* Problems to solve *
a) Translate this sentence from the piece on preacher samples in house music into Spanish: "You can never completely make music into a therapeutic cure-all, because it's a drug no one can control."
b) Pick up the piece on preacher samples in house music after its final sentence and carry it forward.

Then the vocal creeps in, an extended "I'm a sinner"-style preacher sample. Over on the mml ssgs blog a recent post was dedicated to the recent uptick in such "preach-a-pella" tracks, and how the use of preacher vocal samples jacked into deep house's two emotional poles: joyous, collective celebration on the one hand, restless soul-searching on the other. But the attraction of using a preacher sample isn't only that its passionate confessional intersects with reasons why people want to get together in a dark room and move around. A preacher's voice is also a magnificent, versatile instrument, and Guillaume puts it to serious work here: it speaks but it also hums and sings, rolls and wavers with stirring, dynamic vibration. In the instrumental spaces, the filtered oscillations of the vaguely acidy synthesizer that floats over the drums seem not that dissimilar from the idiosyncratic warbles of human speech.
The preacher winds up his rollercoaster sermon by calling out "I need someone to deliver me!" which is kind of a wonderfully paradoxical thing to hear in a club, where chances are you're doing at least one thing that your Sunday schoolteacher would disapprove of. But that's always been the alluring danger of music in general, one that dance music is pretty good at utilizing. You can never completely make music into a therapeutic cure-all, because it's a drug no one can control. So while you're hearing a self-proclaimed sinner urgently cry out for release, at the same time beneath it you're getting an aural dose of something which may do the trick, or it just may make things worse.

* Entries provided *
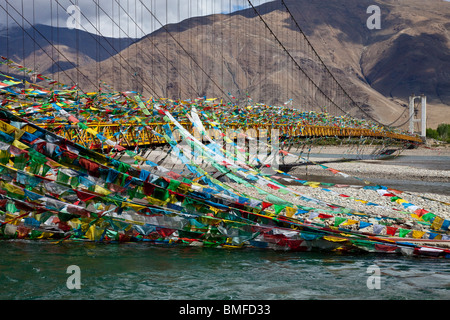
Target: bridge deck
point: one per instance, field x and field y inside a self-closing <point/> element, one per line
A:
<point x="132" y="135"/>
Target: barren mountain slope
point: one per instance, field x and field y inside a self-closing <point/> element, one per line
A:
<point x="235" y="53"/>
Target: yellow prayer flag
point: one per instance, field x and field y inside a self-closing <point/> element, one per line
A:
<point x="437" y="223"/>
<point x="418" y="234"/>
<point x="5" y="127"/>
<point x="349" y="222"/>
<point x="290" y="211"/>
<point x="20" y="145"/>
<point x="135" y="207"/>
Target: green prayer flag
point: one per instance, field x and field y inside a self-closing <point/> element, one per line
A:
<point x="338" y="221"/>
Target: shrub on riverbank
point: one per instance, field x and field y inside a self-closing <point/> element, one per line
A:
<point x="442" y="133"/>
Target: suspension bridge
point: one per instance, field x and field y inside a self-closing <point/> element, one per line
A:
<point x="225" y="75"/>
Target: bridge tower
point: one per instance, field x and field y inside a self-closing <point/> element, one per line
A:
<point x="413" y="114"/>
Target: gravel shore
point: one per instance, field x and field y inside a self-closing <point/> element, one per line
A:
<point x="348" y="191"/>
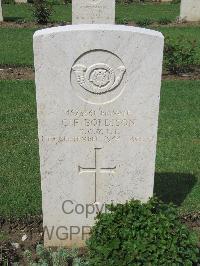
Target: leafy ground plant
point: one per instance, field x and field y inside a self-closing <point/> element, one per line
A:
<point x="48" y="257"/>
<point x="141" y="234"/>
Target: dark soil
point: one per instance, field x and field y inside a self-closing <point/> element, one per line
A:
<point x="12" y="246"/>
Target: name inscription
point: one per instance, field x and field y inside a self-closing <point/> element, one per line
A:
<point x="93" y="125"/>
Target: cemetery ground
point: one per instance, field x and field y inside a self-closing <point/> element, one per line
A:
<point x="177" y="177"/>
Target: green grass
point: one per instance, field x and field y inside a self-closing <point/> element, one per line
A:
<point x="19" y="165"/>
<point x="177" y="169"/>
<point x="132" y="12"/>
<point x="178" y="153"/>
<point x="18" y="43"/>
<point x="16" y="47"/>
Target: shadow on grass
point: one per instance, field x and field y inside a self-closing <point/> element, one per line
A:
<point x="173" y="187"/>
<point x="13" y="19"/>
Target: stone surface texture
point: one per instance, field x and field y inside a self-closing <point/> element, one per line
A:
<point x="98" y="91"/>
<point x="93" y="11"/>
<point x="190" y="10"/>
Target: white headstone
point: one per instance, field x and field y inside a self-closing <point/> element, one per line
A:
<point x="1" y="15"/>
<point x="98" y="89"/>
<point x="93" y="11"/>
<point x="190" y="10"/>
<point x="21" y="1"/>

* Answers to each task *
a) Nunca se puede convertir del todo la música en una cura terapéutica para todos los males, porque es una droga que nadie puede controlar.

b)
The flip, "Can't Argue with Silence," is a much-minimized counterpart to the big-boned, swivel-hipped A-sider. The drums themselves are chilled and passable, with sixteenth note shakers and a clipped clap. The beat's job here is to provide a restrained backdrop for the tracks' centerpiece, a fantastic, deeply ethereal string section with strong Indian-classical inflection that wafts in and out like a lost ghost. It's quietly counterbalanced by weird burbling ephemera that resemble cassette flutter, and which reinforce the orchestra's murky, hauntingly imperfect fidelity, a spectral emanation from some dark and distant plane.